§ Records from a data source
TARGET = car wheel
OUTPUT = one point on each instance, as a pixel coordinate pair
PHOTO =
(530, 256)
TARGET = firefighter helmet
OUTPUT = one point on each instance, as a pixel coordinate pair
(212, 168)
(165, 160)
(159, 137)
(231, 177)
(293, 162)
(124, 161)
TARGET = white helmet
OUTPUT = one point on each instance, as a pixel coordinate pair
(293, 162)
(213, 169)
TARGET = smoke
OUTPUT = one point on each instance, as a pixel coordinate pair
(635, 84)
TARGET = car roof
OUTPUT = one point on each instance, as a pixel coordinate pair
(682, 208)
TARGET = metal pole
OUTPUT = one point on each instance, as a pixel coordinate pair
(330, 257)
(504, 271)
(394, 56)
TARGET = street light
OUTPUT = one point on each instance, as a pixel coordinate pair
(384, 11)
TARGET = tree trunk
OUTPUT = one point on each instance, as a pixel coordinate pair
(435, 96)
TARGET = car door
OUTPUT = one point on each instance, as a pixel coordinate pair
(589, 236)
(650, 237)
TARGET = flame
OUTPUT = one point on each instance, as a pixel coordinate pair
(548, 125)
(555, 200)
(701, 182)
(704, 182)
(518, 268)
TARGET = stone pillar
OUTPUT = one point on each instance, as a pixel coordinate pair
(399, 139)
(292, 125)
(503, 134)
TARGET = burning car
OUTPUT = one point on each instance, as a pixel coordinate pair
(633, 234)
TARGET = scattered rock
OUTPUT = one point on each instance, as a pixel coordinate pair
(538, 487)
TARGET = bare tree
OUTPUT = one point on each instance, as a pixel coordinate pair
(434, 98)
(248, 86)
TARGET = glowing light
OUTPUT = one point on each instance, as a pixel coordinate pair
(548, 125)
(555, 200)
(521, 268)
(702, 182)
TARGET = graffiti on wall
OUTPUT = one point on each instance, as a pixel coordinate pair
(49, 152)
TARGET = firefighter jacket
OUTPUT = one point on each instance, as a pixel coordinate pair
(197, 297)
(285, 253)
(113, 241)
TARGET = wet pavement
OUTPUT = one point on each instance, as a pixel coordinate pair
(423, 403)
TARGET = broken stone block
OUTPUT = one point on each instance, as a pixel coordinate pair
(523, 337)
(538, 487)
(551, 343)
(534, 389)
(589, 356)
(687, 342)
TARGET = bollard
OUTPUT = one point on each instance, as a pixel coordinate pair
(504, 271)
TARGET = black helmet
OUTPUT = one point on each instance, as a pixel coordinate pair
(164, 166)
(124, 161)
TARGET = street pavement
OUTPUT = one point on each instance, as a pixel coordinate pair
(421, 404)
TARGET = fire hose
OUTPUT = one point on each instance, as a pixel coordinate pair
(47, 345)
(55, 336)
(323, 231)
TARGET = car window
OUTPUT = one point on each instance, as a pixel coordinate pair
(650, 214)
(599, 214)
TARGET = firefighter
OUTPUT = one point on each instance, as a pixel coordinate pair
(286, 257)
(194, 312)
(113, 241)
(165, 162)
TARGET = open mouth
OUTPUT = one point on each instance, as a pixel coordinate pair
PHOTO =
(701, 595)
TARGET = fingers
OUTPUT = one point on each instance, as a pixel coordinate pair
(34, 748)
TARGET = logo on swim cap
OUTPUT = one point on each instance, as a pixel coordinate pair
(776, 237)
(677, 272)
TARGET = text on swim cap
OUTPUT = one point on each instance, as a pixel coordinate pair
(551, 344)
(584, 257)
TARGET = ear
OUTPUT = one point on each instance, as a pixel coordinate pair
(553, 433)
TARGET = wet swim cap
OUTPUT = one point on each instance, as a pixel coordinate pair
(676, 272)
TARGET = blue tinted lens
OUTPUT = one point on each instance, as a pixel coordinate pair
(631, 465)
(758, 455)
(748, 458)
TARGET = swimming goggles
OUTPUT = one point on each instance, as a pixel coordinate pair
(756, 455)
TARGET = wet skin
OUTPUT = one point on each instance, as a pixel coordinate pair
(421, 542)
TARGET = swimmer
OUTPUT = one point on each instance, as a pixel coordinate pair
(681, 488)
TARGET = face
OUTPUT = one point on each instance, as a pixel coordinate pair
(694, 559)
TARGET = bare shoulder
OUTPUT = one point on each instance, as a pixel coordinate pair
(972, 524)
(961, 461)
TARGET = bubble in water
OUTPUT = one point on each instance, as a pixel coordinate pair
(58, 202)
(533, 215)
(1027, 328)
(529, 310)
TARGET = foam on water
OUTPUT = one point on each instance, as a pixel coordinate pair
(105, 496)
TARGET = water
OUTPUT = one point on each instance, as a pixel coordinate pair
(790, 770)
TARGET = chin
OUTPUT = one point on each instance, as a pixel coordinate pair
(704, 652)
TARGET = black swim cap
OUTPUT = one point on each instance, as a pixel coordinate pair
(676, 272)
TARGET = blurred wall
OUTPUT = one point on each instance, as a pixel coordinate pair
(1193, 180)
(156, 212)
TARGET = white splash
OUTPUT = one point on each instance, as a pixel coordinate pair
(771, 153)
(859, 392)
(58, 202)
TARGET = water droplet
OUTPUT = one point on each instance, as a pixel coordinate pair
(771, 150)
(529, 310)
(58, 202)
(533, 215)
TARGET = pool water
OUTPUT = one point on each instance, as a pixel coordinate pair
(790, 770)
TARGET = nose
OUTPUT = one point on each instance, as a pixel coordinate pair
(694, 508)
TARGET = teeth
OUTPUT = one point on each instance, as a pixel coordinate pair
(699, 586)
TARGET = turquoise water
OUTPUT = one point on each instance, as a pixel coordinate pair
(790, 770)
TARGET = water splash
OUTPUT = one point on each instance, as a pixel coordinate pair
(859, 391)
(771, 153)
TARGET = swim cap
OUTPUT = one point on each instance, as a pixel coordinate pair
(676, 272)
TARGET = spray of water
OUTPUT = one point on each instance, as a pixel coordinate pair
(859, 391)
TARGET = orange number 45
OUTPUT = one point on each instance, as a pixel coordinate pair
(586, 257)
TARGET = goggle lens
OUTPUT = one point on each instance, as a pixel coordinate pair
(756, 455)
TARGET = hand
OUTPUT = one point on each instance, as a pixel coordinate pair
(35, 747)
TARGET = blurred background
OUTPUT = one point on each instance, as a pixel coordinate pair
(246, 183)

§ WORK ORDER
From the first line of the data above to the line holding "TARGET = black helmet", reproduce each line exactly; emit no other lines.

§ RESULT
TARGET = car wheel
OUTPUT = one point on each instance, as a pixel coordinate pair
PHOTO =
(530, 256)
TARGET = firefighter helmet
OUTPUT = one point on each instance, as a pixel coordinate pair
(212, 168)
(165, 160)
(159, 137)
(231, 177)
(293, 162)
(124, 161)
TARGET = white helmet
OUTPUT = one point on each instance, as a pixel coordinate pair
(293, 162)
(213, 169)
TARGET = smoke
OUTPUT = one point on each instance, as a pixel coordinate pair
(635, 84)
TARGET = car roof
OUTPUT = one point on each instance, as a pixel coordinate pair
(682, 208)
TARGET = metal pole
OUTPUT = one point on each instance, as a pixel coordinate pair
(330, 257)
(504, 271)
(394, 56)
TARGET = street light
OUTPUT = one point on each instance, as a pixel coordinate pair
(384, 11)
TARGET = tree trunk
OUTPUT = one point on each instance, as a pixel coordinate pair
(435, 96)
TARGET = car door
OUTPUT = one point on each instance, as a pixel coordinate pair
(589, 236)
(650, 237)
TARGET = flame
OUTPUT = one point on each instance, as a pixel coordinate pair
(548, 125)
(555, 200)
(701, 182)
(704, 182)
(518, 268)
TARGET = stone pillar
OUTPUT = one point on each instance, as a pixel coordinate pair
(399, 139)
(292, 125)
(503, 134)
TARGET = burning car
OUTPUT = one point on each instance, as a pixel coordinate pair
(633, 234)
TARGET = scattered rock
OUTPUT = one point on each instance, as a pixel coordinate pair
(538, 487)
TARGET = bare tree
OUTPUT = one point on each instance, as a pixel coordinate pair
(434, 98)
(248, 86)
TARGET = glowing light
OUTPUT = one point on each instance, as a pixel coordinate pair
(548, 125)
(555, 200)
(521, 268)
(702, 182)
TARGET = graffiti on wall
OUTPUT = one point on each instance, as a pixel coordinate pair
(49, 152)
TARGET = firefighter jacket
OUTPUT = one point on each instance, as a pixel coordinate pair
(197, 297)
(285, 253)
(113, 241)
TARGET = wet pavement
OUTPUT = one point on each instance, as a pixel coordinate pair
(423, 403)
TARGET = broken stone block
OUTPUT = one point on each instance, as a pixel coordinate pair
(523, 337)
(538, 487)
(551, 343)
(534, 389)
(589, 356)
(687, 342)
TARGET = bollard
OUTPUT = one point on each instance, as a pixel coordinate pair
(504, 271)
TARGET = black helmet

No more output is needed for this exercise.